→ **Jobs**
1/ In the regression write-up, reproduce the stretch from "Model Selection" through "(with 5 splits).", swapping "model complexity" for "overfitting risk" wherever it occurs.
2/ According to the regression write-up, how many splits did the KFold cross validation use?

I have also done other transformations (Reciprocal, Power 2, Square Root) but there is no more improvement.

Features can also be selected using the LassoCV feature in SkLearn.

Finally I looked at the pair plot again with all significant features. The scatter plots are now nicely spread out with some clear trends.

Model Selection

I am now ready to fit the following models on the train data set:

  • Linear Regression (a straight line which approximates the relationship between the dependent variables and the independent target variable)
  • Ridge Regression (this reduces model complexity while keeping all coefficients in the model, known as L2 penalty)
  • LASSO Regression (Least Absolute Shrinkage and Selection Operator reduces model complexity by penalizing model coefficients to zero, for example, L1 penalty)
  • Degree 2 Polynomial Regression (a curve line to approximate the relationship between the dependent variables and the independent target variable)

I have also validated their performance on the validation data set. The simple linear regression model seems to have the potential to be the best performing model.

This is confirmed by Cross Validation using KFold (with 5 splits).

→ **Dataset**
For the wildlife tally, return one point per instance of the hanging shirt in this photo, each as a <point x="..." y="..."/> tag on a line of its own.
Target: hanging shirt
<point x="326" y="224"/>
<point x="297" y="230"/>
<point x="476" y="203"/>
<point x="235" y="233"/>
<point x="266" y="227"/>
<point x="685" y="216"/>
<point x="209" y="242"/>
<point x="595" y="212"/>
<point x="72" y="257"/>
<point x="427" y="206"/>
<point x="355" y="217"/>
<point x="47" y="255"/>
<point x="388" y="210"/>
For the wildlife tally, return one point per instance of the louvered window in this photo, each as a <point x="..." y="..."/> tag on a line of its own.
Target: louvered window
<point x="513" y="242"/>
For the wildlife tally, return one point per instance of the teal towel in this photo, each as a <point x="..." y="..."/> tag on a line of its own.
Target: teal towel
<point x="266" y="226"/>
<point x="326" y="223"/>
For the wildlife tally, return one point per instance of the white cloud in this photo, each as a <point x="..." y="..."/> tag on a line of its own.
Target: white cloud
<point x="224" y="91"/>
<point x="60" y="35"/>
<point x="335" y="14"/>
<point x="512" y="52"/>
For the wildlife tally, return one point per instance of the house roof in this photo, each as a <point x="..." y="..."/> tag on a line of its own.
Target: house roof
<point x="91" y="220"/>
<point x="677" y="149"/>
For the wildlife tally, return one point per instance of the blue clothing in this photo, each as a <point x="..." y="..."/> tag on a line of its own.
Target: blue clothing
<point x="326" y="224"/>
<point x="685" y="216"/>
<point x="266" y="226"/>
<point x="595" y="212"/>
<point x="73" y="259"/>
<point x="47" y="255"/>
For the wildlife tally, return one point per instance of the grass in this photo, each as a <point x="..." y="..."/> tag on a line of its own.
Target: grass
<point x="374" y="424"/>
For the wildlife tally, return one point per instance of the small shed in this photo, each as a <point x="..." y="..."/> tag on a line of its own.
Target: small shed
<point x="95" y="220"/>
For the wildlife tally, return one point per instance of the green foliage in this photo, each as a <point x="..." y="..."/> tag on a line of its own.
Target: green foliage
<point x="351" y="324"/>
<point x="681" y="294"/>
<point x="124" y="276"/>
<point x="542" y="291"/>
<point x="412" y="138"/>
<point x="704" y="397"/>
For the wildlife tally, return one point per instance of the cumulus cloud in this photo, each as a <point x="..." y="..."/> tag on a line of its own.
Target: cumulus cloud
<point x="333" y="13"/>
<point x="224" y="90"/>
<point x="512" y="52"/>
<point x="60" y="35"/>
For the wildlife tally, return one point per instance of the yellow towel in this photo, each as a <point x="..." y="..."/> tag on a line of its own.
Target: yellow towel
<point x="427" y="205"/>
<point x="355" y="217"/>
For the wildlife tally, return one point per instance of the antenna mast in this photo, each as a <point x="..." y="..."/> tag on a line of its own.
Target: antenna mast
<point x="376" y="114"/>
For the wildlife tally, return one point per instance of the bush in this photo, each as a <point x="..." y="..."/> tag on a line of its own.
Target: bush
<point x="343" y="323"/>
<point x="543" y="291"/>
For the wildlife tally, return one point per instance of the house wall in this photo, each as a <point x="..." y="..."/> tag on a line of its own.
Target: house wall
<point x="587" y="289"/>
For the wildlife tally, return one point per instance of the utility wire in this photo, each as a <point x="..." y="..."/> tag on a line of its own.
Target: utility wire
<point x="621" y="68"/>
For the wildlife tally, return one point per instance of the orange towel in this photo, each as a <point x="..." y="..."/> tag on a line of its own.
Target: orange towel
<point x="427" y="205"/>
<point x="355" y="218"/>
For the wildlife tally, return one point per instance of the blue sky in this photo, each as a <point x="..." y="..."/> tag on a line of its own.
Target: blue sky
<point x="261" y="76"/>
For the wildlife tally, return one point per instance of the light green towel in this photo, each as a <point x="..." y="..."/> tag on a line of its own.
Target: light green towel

→ **Task-by-task answers**
1/
Model Selection

I am now ready to fit the following models on the train data set:

  • Linear Regression (a straight line which approximates the relationship between the dependent variables and the independent target variable)
  • Ridge Regression (this reduces overfitting risk while keeping all coefficients in the model, known as L2 penalty)
  • LASSO Regression (Least Absolute Shrinkage and Selection Operator reduces overfitting risk by penalizing model coefficients to zero, for example, L1 penalty)
  • Degree 2 Polynomial Regression (a curve line to approximate the relationship between the dependent variables and the independent target variable)

I have also validated their performance on the validation data set. The simple linear regression model seems to have the potential to be the best performing model.

This is confirmed by Cross Validation using KFold (with 5 splits).

2/ Five splits.